(What you have to do) Update the material below by replacing every "sunlight glow" with "sun glare" and leaving all other text unchanged. Leave the pictures out of your answer.

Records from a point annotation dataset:

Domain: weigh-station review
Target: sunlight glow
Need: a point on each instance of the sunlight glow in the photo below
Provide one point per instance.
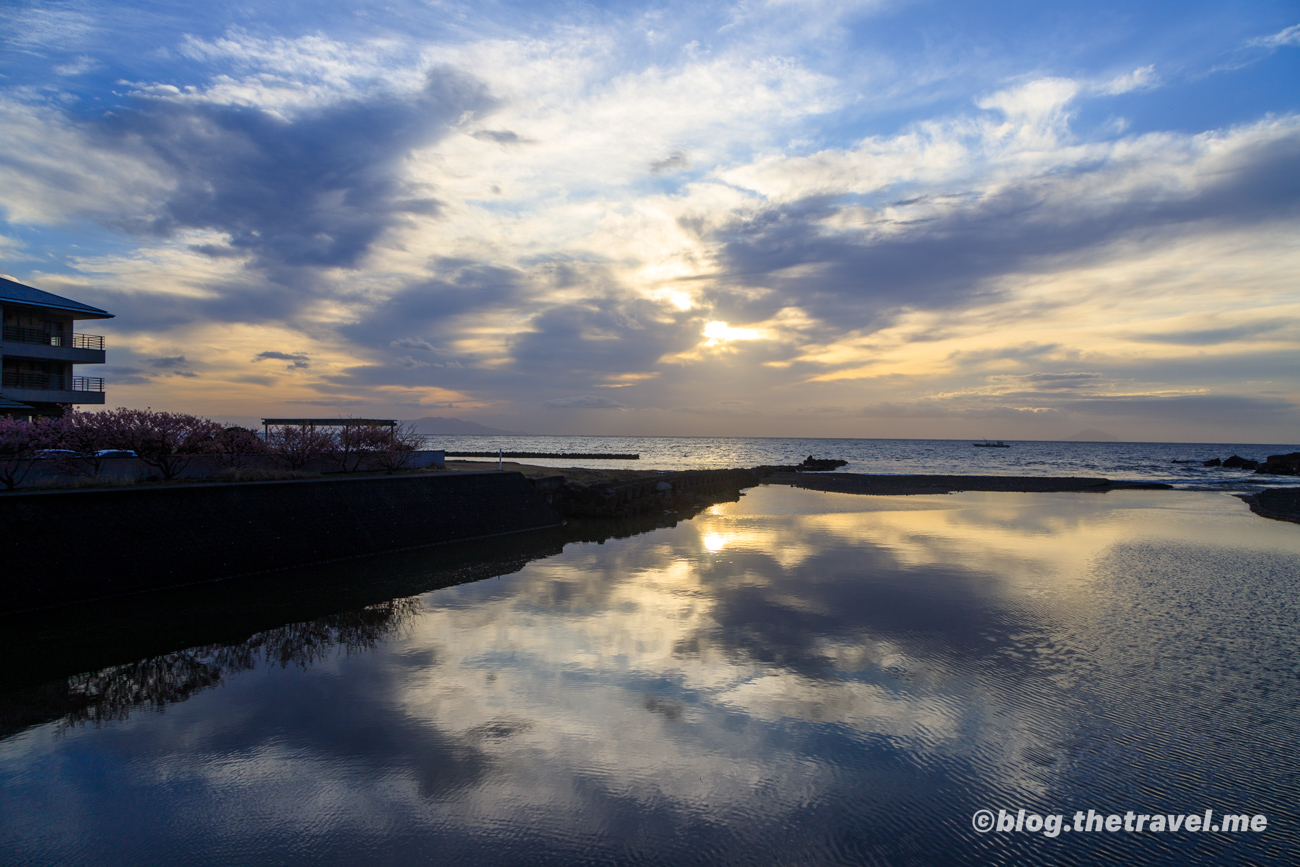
(723, 333)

(Exercise output)
Domain: weigh-station review
Target: sun glare
Need: a point on each instance of the sun glare in the photo below
Provide one point per instance.
(723, 333)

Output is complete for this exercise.